The data >>
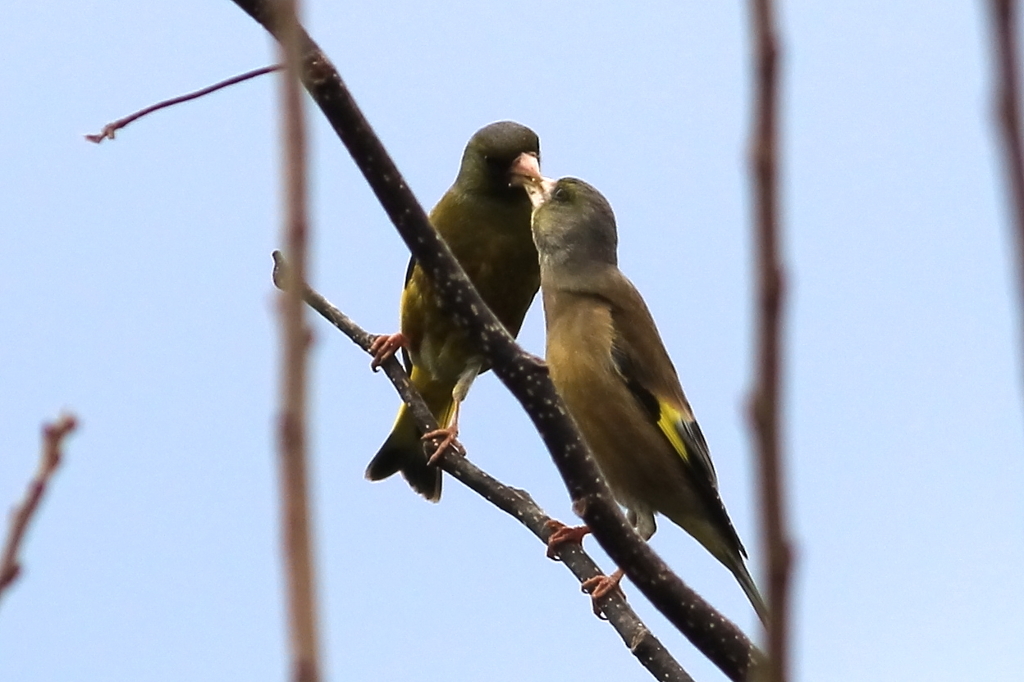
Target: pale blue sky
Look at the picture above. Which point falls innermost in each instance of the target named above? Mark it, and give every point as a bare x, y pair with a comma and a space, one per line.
135, 291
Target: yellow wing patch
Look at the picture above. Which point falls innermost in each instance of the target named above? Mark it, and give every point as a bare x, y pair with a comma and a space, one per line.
668, 419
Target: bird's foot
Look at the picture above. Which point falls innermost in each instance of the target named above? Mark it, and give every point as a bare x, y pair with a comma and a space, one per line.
562, 534
445, 437
384, 346
600, 587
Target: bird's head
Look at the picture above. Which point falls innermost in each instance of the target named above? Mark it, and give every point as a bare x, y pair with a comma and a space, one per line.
499, 158
573, 224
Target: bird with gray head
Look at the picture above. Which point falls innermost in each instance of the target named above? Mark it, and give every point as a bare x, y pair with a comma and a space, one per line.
608, 363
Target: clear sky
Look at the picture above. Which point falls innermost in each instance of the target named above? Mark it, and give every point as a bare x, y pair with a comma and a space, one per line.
135, 291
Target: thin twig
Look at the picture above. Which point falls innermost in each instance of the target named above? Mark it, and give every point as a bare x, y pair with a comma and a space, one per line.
297, 548
1007, 95
518, 504
22, 515
715, 635
765, 400
111, 128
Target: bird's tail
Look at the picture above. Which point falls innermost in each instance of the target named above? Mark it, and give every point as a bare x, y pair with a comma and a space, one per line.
738, 569
403, 449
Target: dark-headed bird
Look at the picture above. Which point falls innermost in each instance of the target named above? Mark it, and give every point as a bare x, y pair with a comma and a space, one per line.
608, 364
484, 219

The task >> Wherever a line in the data above holds "bird", copy that line.

Solution below >>
Target: bird's foot
Target: bird's head
Target: bird with gray head
Target: bird's tail
Target: dark-headed bird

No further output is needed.